Description of the task: Swap every "rough mask" in the items below for "coarse mask", and reproduce them with nothing else changed.

Material provided:

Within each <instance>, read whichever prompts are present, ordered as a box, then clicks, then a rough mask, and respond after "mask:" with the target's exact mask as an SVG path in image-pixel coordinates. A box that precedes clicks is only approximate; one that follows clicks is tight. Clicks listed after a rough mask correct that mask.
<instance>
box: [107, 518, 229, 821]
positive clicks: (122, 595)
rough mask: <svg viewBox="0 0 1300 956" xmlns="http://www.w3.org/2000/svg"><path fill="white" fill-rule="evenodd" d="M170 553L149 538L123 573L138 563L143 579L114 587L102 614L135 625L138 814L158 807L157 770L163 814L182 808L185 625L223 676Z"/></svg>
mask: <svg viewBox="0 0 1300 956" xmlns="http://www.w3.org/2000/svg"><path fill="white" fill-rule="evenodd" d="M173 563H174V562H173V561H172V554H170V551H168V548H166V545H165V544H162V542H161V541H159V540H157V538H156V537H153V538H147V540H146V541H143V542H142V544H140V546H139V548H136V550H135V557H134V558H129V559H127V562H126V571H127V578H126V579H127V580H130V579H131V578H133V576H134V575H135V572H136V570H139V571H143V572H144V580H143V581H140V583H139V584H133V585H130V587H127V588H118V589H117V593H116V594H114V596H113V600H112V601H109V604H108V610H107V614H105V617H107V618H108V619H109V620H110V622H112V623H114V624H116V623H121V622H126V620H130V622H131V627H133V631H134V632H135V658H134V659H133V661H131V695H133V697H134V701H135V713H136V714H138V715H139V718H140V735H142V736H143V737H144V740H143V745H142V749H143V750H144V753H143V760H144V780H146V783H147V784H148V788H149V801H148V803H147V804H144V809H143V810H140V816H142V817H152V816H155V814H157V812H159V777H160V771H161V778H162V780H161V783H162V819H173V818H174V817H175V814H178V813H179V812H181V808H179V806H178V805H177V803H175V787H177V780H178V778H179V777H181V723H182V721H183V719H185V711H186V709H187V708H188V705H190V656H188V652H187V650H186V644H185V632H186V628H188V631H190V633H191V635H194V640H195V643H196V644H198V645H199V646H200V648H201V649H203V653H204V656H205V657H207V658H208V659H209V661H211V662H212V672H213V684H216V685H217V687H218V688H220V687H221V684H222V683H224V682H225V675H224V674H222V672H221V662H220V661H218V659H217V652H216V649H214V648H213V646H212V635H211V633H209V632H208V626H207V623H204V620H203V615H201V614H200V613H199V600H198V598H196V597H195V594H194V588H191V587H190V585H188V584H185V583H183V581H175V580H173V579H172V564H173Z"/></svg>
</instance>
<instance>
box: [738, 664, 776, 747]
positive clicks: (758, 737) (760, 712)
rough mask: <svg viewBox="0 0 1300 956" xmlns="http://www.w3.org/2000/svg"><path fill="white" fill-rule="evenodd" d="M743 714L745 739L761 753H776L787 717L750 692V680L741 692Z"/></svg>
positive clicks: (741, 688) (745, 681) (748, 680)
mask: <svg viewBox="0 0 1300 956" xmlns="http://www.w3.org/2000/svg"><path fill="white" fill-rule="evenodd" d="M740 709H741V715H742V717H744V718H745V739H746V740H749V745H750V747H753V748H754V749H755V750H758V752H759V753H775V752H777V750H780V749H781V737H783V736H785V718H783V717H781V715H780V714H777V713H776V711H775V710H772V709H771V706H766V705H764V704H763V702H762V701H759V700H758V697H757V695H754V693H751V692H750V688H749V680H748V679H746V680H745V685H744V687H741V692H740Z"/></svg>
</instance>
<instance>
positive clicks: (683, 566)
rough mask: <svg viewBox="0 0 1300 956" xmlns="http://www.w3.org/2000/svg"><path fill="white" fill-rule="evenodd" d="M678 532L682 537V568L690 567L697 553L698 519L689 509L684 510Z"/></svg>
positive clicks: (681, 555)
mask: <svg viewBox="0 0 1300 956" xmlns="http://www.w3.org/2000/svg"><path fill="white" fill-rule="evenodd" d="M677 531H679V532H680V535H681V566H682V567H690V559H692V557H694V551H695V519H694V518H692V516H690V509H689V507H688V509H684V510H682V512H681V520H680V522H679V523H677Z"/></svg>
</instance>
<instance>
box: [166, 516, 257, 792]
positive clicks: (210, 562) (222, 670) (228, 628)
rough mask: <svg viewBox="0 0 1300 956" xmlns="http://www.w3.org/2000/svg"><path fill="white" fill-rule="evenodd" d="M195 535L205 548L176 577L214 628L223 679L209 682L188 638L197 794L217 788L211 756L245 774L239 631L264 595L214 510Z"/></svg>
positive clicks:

Task response:
Within each <instance>, read whichever prompts are present, ordered as a box, then clicks, then a coarse mask, and respond after "mask:" with the target's exact mask as an SVG path in image-pixel coordinates. A box that precedes clicks is only approximate; one that follows clicks is tight. Clicks listed after a coarse mask correct that mask.
<instance>
box: [107, 518, 229, 821]
positive clicks: (122, 595)
coarse mask: <svg viewBox="0 0 1300 956" xmlns="http://www.w3.org/2000/svg"><path fill="white" fill-rule="evenodd" d="M170 553L149 538L123 573L138 563L143 579L114 587L102 614L135 625L138 814L158 807L157 770L163 814L182 808L185 625L223 676Z"/></svg>
mask: <svg viewBox="0 0 1300 956" xmlns="http://www.w3.org/2000/svg"><path fill="white" fill-rule="evenodd" d="M173 563H174V562H173V561H172V554H170V551H168V548H166V545H165V544H162V542H161V541H159V540H157V538H156V537H153V538H147V540H146V541H143V542H142V544H140V546H139V548H136V550H135V557H134V558H129V559H127V562H126V571H127V578H126V579H127V580H130V579H131V578H133V576H134V575H135V572H136V570H139V571H143V572H144V580H143V581H140V583H139V584H133V585H130V587H127V588H118V589H117V593H116V594H114V596H113V600H112V601H109V604H108V610H107V614H105V617H107V618H108V619H109V620H110V622H112V623H114V624H116V623H121V622H126V620H130V622H131V627H133V631H134V632H135V658H134V659H133V661H131V695H133V697H134V701H135V713H136V714H138V715H139V718H140V735H142V736H143V737H144V740H143V745H142V749H143V750H144V753H143V760H144V780H146V783H147V784H148V788H149V801H148V803H147V804H144V809H143V810H140V816H142V817H152V816H155V814H157V812H159V777H160V771H161V778H162V780H161V783H162V819H173V818H174V817H175V814H178V813H179V812H181V808H179V806H178V805H177V803H175V787H177V780H178V778H179V777H181V723H182V721H183V719H185V711H186V709H187V708H188V705H190V656H188V652H187V650H186V644H185V632H186V628H188V631H190V633H191V635H194V640H195V643H196V644H198V645H199V646H200V648H201V649H203V653H204V656H205V657H207V658H208V659H209V661H211V662H212V672H213V684H216V685H217V687H218V688H220V687H221V684H222V683H224V682H225V675H224V674H222V672H221V662H220V661H218V659H217V652H216V649H214V648H213V646H212V635H211V633H209V632H208V626H207V623H204V620H203V615H201V614H200V613H199V600H198V598H196V597H195V594H194V588H191V587H190V585H188V584H185V583H183V581H175V580H173V579H172V564H173Z"/></svg>
</instance>
<instance>
box: [738, 664, 776, 747]
positive clicks: (758, 737) (760, 712)
coarse mask: <svg viewBox="0 0 1300 956" xmlns="http://www.w3.org/2000/svg"><path fill="white" fill-rule="evenodd" d="M743 714L745 739L761 753H776L787 717L750 692V680L741 692Z"/></svg>
positive clicks: (741, 688) (745, 681) (748, 680)
mask: <svg viewBox="0 0 1300 956" xmlns="http://www.w3.org/2000/svg"><path fill="white" fill-rule="evenodd" d="M740 709H741V715H742V717H744V718H745V739H746V740H749V745H750V747H753V748H754V749H755V750H758V752H759V753H775V752H777V750H780V749H781V737H783V736H785V718H783V717H781V715H780V714H777V713H776V711H775V710H772V709H771V706H766V705H764V704H763V702H762V701H759V700H758V697H757V695H754V693H751V692H750V688H749V680H748V679H746V680H745V685H744V687H741V692H740Z"/></svg>
</instance>
<instance>
positive clicks: (683, 566)
coarse mask: <svg viewBox="0 0 1300 956" xmlns="http://www.w3.org/2000/svg"><path fill="white" fill-rule="evenodd" d="M678 532L682 537V568L690 567L697 553L698 519L689 509L684 510Z"/></svg>
positive clicks: (681, 555)
mask: <svg viewBox="0 0 1300 956" xmlns="http://www.w3.org/2000/svg"><path fill="white" fill-rule="evenodd" d="M677 531H679V532H680V535H681V566H682V567H690V559H692V557H694V551H695V519H694V518H692V516H690V509H689V507H688V509H684V510H682V512H681V520H680V522H679V523H677Z"/></svg>
</instance>
<instance>
box: [166, 516, 257, 792]
positive clicks: (210, 562) (222, 670) (228, 628)
coarse mask: <svg viewBox="0 0 1300 956" xmlns="http://www.w3.org/2000/svg"><path fill="white" fill-rule="evenodd" d="M195 535L205 548L176 577L214 628L223 679L209 682L188 638L197 794L217 788L211 756L245 774L239 631L264 595L214 510Z"/></svg>
positive clicks:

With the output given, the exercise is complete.